(Photo object pointing items)
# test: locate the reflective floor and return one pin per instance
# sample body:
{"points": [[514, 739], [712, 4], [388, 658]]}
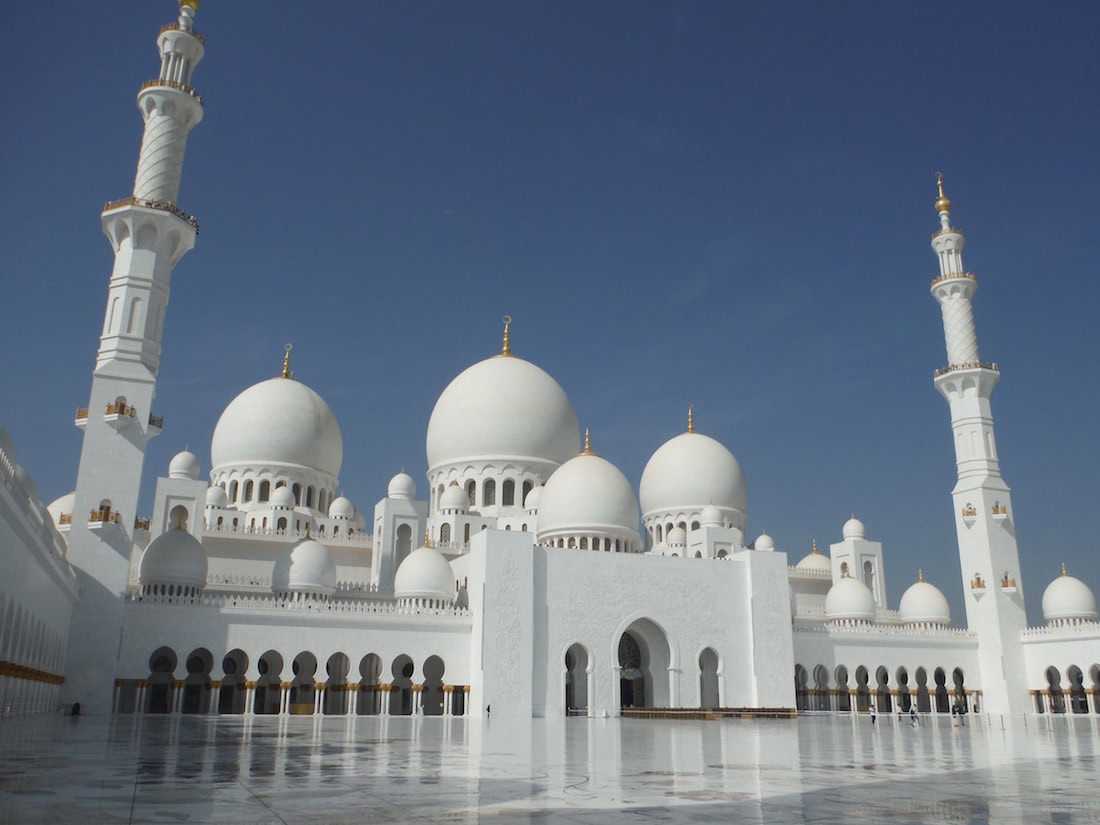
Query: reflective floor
{"points": [[248, 771]]}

#### [AIM]
Reproduce every line of the items above except the pictures, shifting each point coordinate in the answers by adding 12 to it. Keep all other numbers unchanged.

#### [FINAL ANSWER]
# test: locate the reflective floor and return one pin per instance
# sample body:
{"points": [[514, 739], [712, 4], [388, 658]]}
Query: reflective floor
{"points": [[260, 783]]}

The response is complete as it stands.